The data –
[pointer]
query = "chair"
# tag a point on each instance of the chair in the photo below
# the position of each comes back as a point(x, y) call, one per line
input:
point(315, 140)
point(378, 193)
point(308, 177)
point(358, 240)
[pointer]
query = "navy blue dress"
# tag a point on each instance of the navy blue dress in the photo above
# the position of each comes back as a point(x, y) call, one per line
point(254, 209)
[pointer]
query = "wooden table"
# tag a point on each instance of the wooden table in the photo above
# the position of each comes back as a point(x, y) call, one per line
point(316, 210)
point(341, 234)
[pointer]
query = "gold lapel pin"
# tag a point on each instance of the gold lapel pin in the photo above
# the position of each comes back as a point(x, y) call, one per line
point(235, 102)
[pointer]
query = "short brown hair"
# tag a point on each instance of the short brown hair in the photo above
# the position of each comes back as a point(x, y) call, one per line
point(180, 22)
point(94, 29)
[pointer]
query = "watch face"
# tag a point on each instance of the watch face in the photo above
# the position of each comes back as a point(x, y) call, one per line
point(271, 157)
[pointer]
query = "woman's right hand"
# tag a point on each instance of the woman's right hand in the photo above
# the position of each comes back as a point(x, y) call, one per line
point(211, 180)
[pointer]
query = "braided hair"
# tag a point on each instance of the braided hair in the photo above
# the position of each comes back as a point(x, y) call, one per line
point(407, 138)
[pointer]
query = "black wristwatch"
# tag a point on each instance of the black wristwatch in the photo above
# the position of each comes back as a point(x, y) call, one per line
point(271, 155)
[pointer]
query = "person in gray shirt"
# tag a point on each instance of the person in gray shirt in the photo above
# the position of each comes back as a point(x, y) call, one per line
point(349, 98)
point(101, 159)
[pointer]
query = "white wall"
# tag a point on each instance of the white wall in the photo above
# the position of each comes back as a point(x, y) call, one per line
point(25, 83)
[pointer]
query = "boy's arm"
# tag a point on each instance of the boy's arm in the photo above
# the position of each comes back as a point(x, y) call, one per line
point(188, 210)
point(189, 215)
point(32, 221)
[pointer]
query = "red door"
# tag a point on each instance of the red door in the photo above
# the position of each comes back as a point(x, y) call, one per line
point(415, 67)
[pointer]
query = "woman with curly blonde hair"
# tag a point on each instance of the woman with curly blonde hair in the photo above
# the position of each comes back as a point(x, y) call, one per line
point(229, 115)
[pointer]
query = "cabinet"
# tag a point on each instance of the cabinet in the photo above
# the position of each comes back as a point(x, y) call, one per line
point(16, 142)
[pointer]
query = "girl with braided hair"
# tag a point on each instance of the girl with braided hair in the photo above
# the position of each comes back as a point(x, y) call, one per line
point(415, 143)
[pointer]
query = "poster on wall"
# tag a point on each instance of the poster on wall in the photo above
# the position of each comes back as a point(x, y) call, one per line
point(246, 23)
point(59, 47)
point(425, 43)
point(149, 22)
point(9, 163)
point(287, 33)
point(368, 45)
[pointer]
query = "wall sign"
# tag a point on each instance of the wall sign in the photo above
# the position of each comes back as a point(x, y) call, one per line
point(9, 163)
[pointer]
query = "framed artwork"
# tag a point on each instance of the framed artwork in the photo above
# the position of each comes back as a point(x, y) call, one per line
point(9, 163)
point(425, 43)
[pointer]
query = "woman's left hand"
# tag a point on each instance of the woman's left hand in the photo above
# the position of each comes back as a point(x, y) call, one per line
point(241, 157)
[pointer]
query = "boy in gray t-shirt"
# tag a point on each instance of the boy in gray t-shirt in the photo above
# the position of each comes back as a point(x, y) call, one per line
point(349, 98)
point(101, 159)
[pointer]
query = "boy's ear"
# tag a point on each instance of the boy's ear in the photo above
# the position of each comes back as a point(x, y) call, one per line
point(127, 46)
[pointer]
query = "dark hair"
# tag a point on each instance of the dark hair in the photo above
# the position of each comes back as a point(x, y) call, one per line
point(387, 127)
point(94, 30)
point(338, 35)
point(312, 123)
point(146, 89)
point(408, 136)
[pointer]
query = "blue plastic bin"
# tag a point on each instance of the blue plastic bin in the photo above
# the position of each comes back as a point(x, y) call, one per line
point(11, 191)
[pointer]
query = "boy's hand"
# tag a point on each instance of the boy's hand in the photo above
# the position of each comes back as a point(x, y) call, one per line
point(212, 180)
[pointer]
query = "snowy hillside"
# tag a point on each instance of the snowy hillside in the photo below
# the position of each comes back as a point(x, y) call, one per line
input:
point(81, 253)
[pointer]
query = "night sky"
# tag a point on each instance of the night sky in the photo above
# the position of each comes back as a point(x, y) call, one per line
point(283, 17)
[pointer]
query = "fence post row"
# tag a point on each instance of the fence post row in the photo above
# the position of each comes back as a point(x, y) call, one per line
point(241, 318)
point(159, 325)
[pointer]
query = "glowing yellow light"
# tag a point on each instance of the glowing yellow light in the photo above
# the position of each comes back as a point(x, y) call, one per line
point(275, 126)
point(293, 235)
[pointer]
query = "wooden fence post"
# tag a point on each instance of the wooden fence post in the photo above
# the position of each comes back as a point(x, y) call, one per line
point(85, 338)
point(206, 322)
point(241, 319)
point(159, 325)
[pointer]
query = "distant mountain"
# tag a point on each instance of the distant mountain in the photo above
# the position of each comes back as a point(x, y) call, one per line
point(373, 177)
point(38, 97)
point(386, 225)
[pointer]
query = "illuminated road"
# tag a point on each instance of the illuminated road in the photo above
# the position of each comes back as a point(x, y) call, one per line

The request – Repeat the preceding lines exactly, please, every one of them.

Answer to this task –
[pointer]
query = "chair"
# tag a point on each instance of the chair in the photo below
# the position of each comes back as a point(x, y) call, one per line
input:
point(315, 140)
point(378, 193)
point(308, 177)
point(358, 240)
[pointer]
query = "navy blue dress"
# tag a point on each instance of the navy blue dress in the photo above
# the position of each comes back as a point(x, y) call, one per line
point(254, 209)
[pointer]
query = "wooden table"
# tag a point on each instance of the wooden table in the photo above
# the position of each comes back as a point(x, y) call, one per line
point(316, 210)
point(341, 234)
[pointer]
query = "gold lapel pin"
# tag a point on each instance of the gold lapel pin in the photo above
# the position of each comes back as a point(x, y) call, one per line
point(235, 102)
[pointer]
query = "short brown hair"
# tag a point on each instance of the short brown hair in the photo above
# the position of each comes back as a point(x, y) call, one per line
point(180, 22)
point(94, 29)
[pointer]
query = "watch face"
# tag a point on each instance of the watch face in the photo above
# the position of each comes back as a point(x, y) call, one per line
point(271, 157)
[pointer]
query = "woman's right hand"
# tag a point on each instance of the woman's right hand in the photo above
# the position of each comes back as a point(x, y) call, one per line
point(211, 180)
[pointer]
query = "braided hair"
# tag a point on each instance of the braided hair in the photo above
# the position of each comes back as a point(x, y) call, one per line
point(407, 138)
[pointer]
query = "black wristwatch"
# tag a point on each instance of the black wristwatch in the photo above
# the position of each comes back as a point(x, y) call, one per line
point(271, 155)
[pointer]
query = "person in gray shirt"
# tag a point on each instance of the person in gray shirt in the photo above
# the position of each comes back as a point(x, y) call, one per line
point(349, 98)
point(101, 159)
[pointer]
query = "white wall"
# tag a point on each instance of the white wall in the photo above
# the position of each comes back as a point(x, y) call, one per line
point(25, 83)
[pointer]
query = "boy's arm"
# tag a point on each instance of the boy's arm in the photo above
# the position of each comes back as a point(x, y) call, one per line
point(188, 210)
point(189, 215)
point(32, 221)
[pointer]
query = "red door"
# tag a point on each instance of the red door in the photo above
# the position of each comes back as a point(x, y) call, one per line
point(415, 67)
[pointer]
query = "woman with curly blonde hair"
# tag a point on each instance of the woman with curly blonde hair in the photo above
# the position of each comes back as a point(x, y) call, one per line
point(229, 115)
[pointer]
query = "cabinet"
# tag a point on each instance of the cabinet in the photo above
# the position of each comes back as a point(x, y) call, one per line
point(16, 142)
[pointer]
query = "girl with braided hair"
# tag a point on each instance of the girl with braided hair in the photo above
# the position of each comes back as a point(x, y) call, one per line
point(415, 143)
[pointer]
query = "poster on wall"
# tag a point on each instance of the poster on wall in the photo above
# the position of each comes back as a point(x, y) call, one per line
point(246, 23)
point(59, 47)
point(425, 43)
point(149, 22)
point(9, 163)
point(287, 33)
point(368, 45)
[pointer]
query = "wall sign"
# tag a point on each instance of the wall sign in the photo above
# the position of each comes back as a point(x, y) call, one per line
point(9, 163)
[pointer]
query = "framed artwork"
# tag a point on each instance of the framed artwork in the photo above
# the position of each comes back as a point(x, y) call, one per line
point(9, 163)
point(425, 43)
[pointer]
query = "woman's left hand"
# tag a point on each instance of the woman's left hand in the photo above
# the position of each comes back as a point(x, y) call, one per line
point(241, 157)
[pointer]
query = "boy in gray t-shirt"
# tag a point on each instance of the boy in gray t-shirt in the photo above
# the position of each comes back as a point(x, y) call, one per line
point(349, 98)
point(101, 159)
[pointer]
query = "boy's ear"
# tag a point on each instance of the boy's ear in the photo above
# the position of each comes back as a point(x, y) call, one per line
point(127, 46)
[pointer]
query = "dark hair"
# tag a point on each instance of the dark hair in the photo above
# the position of each comes back as a point(x, y) call, one per line
point(387, 127)
point(94, 30)
point(338, 35)
point(312, 123)
point(146, 89)
point(408, 136)
[pointer]
query = "blue plastic bin"
# tag a point on each instance of the blue plastic bin in the photo above
# the position of each comes back as a point(x, y) call, one per line
point(11, 191)
[pointer]
query = "boy's hand"
# tag a point on each instance of the boy's hand in the photo above
# the position of each comes back as a point(x, y) call, one per line
point(212, 180)
[pointer]
query = "snowy hillside"
# tag a point on each instance of the snowy hillside in the photo below
# the position of each comes back as a point(x, y) call, one per line
input:
point(81, 253)
[pointer]
query = "night sky"
# tag a point on each instance of the night sky in the photo above
# the position of each comes back as a point(x, y) call, one per line
point(283, 17)
[pointer]
query = "fence post row"
# tag a point on each instance of the fence post row in the photo above
# the position of each comes back as a point(x, y) call, one per line
point(241, 318)
point(159, 325)
[pointer]
query = "glowing yellow light"
# tag a point on each instance of the glowing yellow light in the photo above
# the position of each comes back as a point(x, y) call, one per line
point(275, 126)
point(293, 235)
[pointer]
query = "wooden fence post"
# tag a point on each instance of the wooden fence post in the photo above
# the position of each comes back as a point(x, y) call, one per line
point(85, 338)
point(206, 322)
point(241, 319)
point(159, 325)
[pointer]
query = "distant mountain"
# tag a point on each instance of the distant mountain in the photo above
# the position of each comes back as a point(x, y) call, one per line
point(373, 177)
point(38, 97)
point(386, 225)
[pointer]
query = "illuminated road"
# tag a point on each instance of the illuminated road in the photo above
# the position of each comes back as a point(x, y) call, one per line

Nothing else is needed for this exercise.